OBJECTIVE ::
Quote the data below in full, please, without altering anything.
___ INFORMATION SUPPLIED ___
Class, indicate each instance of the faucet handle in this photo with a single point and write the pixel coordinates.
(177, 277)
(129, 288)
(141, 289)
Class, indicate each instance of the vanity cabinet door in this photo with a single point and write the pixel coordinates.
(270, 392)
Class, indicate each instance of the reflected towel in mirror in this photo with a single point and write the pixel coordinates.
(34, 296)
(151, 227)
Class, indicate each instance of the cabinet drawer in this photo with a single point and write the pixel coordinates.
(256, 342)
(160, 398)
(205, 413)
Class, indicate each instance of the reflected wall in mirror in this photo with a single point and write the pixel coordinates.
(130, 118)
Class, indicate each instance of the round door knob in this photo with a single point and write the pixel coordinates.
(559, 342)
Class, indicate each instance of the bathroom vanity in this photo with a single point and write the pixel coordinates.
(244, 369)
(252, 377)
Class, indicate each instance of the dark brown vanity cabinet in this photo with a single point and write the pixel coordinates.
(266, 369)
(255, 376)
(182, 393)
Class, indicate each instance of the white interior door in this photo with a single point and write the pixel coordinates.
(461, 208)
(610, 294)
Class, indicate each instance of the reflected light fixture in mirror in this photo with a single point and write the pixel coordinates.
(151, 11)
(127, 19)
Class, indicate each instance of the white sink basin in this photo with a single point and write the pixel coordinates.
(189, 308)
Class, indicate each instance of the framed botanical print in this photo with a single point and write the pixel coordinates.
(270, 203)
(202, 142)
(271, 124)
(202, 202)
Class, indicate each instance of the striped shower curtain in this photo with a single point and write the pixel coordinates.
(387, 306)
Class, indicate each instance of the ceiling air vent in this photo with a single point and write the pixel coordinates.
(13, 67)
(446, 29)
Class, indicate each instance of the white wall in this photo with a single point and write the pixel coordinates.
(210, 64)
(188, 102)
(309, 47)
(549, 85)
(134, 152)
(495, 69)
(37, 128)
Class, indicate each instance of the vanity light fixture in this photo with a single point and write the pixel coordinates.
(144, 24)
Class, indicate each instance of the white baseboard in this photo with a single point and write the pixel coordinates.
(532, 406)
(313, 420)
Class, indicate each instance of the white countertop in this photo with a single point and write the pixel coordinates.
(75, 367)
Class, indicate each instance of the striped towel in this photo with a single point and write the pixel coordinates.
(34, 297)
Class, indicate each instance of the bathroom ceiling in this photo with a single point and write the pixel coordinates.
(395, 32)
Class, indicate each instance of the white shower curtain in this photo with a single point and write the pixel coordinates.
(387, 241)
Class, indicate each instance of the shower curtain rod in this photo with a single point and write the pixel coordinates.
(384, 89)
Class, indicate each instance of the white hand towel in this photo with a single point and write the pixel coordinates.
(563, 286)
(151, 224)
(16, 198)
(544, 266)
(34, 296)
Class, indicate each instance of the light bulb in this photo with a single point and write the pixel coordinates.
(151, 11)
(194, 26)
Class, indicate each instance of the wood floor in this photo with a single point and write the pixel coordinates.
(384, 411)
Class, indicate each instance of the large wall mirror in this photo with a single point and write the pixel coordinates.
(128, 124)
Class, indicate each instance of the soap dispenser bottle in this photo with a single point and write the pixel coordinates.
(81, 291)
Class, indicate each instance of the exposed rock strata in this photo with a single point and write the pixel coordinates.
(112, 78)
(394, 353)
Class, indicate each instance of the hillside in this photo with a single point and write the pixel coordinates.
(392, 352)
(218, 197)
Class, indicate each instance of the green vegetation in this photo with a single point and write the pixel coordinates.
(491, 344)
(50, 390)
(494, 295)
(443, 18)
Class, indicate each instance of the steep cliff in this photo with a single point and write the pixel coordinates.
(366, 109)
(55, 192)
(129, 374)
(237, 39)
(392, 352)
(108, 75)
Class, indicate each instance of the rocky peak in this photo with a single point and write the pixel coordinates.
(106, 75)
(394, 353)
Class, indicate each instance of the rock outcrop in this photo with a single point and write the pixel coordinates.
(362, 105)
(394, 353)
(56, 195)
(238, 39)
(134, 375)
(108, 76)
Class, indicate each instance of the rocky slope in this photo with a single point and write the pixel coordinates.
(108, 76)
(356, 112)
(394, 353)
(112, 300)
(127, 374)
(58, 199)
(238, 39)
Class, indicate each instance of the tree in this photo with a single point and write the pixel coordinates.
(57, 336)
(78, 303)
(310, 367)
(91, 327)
___
EXERCISE SOLUTION ::
Class, indicate each instance of the faucet handle in this photo with a single point and write the pixel coordinates.
(177, 277)
(129, 288)
(141, 289)
Class, indicate each instance of the vanity cabinet door in this photo with a single point and write the pixel coordinates.
(270, 392)
Class, indicate each instance of the reflected towel in mirror in this photo with a single point and write the pixel coordinates.
(34, 296)
(151, 227)
Class, indicate each instance of the cabinet drawer in this photo with a single point and write the pixel coordinates.
(256, 342)
(160, 398)
(205, 413)
Class, indicate each instance of the reflected wall in mirror in this photo with a single point and write the pixel coordinates.
(130, 118)
Class, indicate each instance of the round door knob in this photo with a single point and write the pixel coordinates.
(559, 342)
Class, indicate each instance of the bathroom vanity in this photo with a single point and write the pixel coordinates.
(244, 369)
(252, 377)
Class, indicate each instance of the dark brown vanity cabinet in this photo with a single point and write the pixel coordinates.
(266, 369)
(255, 376)
(182, 393)
Class, indicate each instance of the white interior door in this photo with a single point and write the pixel coordinates.
(461, 208)
(610, 294)
Class, indicate each instance of the reflected light fixture in mirror in this photo with a single point and write the pixel coordinates.
(151, 11)
(127, 19)
Class, indicate each instance of the white sink basin in this photo with a single point and write the pixel coordinates.
(189, 308)
Class, indicate each instance of the framed botanical print in this photo with a single point and write the pixel coordinates.
(270, 203)
(202, 142)
(271, 124)
(202, 202)
Class, indicate each instance of the striped shower curtain in this photo with a single point and write the pixel coordinates.
(387, 306)
Class, indicate each instance of the ceiling air vent in this photo with a single point and write the pixel coordinates.
(13, 67)
(446, 29)
Class, indicate each instance of the white wall in this photo with a single point and write the pixel coordinates.
(210, 64)
(188, 102)
(309, 47)
(549, 85)
(134, 152)
(495, 69)
(37, 128)
Class, indicate each instance of the vanity light fixture in this photo with a single point and write the pixel coordinates.
(144, 24)
Class, indicate each instance of the white baseboard in this photo with a single point and write the pixel coordinates.
(532, 406)
(313, 420)
Class, indicate each instance of the white countertop in this photo with a single point and write the pixel coordinates.
(75, 367)
Class, indicate each instance of the striped towel in this photo with a single point and write the pixel coordinates.
(34, 297)
Class, indicate each instance of the bathroom ceiling in this photo with a single point and write the pixel coordinates.
(395, 32)
Class, indicate each instance of the white shower curtain in this photo with a single point and write the pixel coordinates.
(387, 241)
Class, indicate each instance of the shower curtain rod in this photo with a single point and write the pixel coordinates.
(384, 89)
Class, indicate each instance of the white hand towel in this photo with a single point and write the pixel coordinates.
(563, 286)
(151, 224)
(16, 198)
(544, 266)
(34, 296)
Class, indicate each instance of the light bulb in this photo with a single point and write the pixel coordinates.
(151, 11)
(194, 26)
Class, indicate each instance of the wood floor in this photo with a single point and write the pixel coordinates.
(384, 411)
Class, indicate each instance of the large wall mirror in this photo with a single point and write the pixel coordinates.
(128, 124)
Class, indicate each instance of the soap dispenser bottle in this photo with a single point and write the pixel coordinates.
(81, 291)
Class, indicate each instance of the exposed rock strata in this photo with a single point and write the pixel coordinates.
(112, 78)
(394, 353)
Class, indicate each instance of the hillside in this photo with a single point and write the pixel coordinates.
(392, 352)
(218, 197)
Class, indicate each instance of the green vegetation in this photo with a single point and write the pixel coordinates.
(491, 344)
(50, 390)
(494, 295)
(443, 18)
Class, indicate each instance of the steep cliff in this photo with a single point and write the pixel coordinates.
(366, 109)
(55, 192)
(129, 374)
(237, 39)
(392, 352)
(108, 75)
Class, indicate each instance of the rocky peak in this photo with a single point and write the pixel coordinates.
(106, 75)
(394, 353)
Class, indicate each instance of the rock outcrop in this photo with a single point and write the pixel coordinates.
(362, 105)
(394, 353)
(56, 195)
(238, 39)
(134, 375)
(108, 76)
Class, indicate each instance of the rocky slope in this photo with a single point and write the pixel coordinates.
(108, 76)
(356, 112)
(394, 353)
(112, 300)
(127, 374)
(58, 199)
(238, 39)
Class, indicate each instance of the tree in this photo with a single point and write the pixel coordinates.
(57, 336)
(78, 303)
(310, 367)
(91, 327)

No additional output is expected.